Exercise brief →
Your task is to return the line containing "point: jacket hem" plus every line after it, exactly and with nothing added.

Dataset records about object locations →
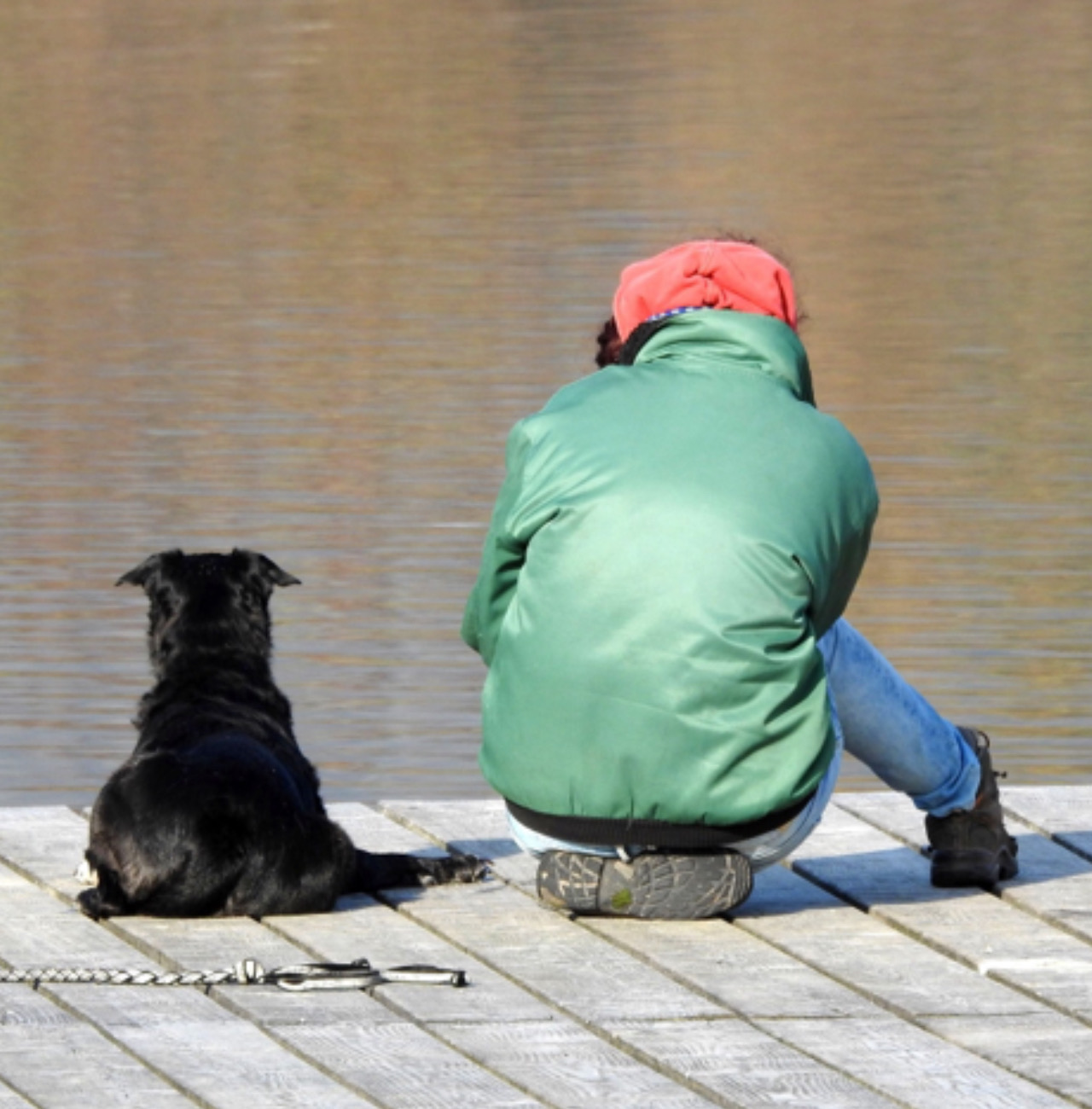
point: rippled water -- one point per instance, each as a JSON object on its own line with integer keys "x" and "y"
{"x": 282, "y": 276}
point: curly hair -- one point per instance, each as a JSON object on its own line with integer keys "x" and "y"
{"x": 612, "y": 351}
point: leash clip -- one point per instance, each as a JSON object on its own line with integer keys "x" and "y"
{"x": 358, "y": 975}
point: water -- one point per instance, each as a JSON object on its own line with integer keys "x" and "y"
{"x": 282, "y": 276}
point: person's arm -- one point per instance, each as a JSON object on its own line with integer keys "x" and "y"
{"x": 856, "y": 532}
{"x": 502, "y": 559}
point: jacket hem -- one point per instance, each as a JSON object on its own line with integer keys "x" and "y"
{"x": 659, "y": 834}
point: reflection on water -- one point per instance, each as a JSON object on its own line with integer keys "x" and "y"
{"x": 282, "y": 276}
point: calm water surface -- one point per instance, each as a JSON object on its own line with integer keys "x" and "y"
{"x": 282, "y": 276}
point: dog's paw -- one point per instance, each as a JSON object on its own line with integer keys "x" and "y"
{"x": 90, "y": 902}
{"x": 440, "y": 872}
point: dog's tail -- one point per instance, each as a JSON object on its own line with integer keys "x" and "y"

Answer for the task →
point: jacket hem -- one point per instance, each as a JSON object on its own line with integer keys "x" and "y"
{"x": 659, "y": 834}
point: reflection on water -- one point per instance, each as a JSON object on its own line with integer keys "x" and "y"
{"x": 282, "y": 276}
point: calm water surface -- one point per instance, each as a JSON object on its own line with integer keys "x" and "y"
{"x": 282, "y": 276}
point: dog's paw -- one point per instance, each as a JSON object on its own line with integer keys "x" and "y"
{"x": 90, "y": 902}
{"x": 440, "y": 872}
point: dog's tail -- one point per instance, each as a JSON object on its own line with integer keys "x" and "y"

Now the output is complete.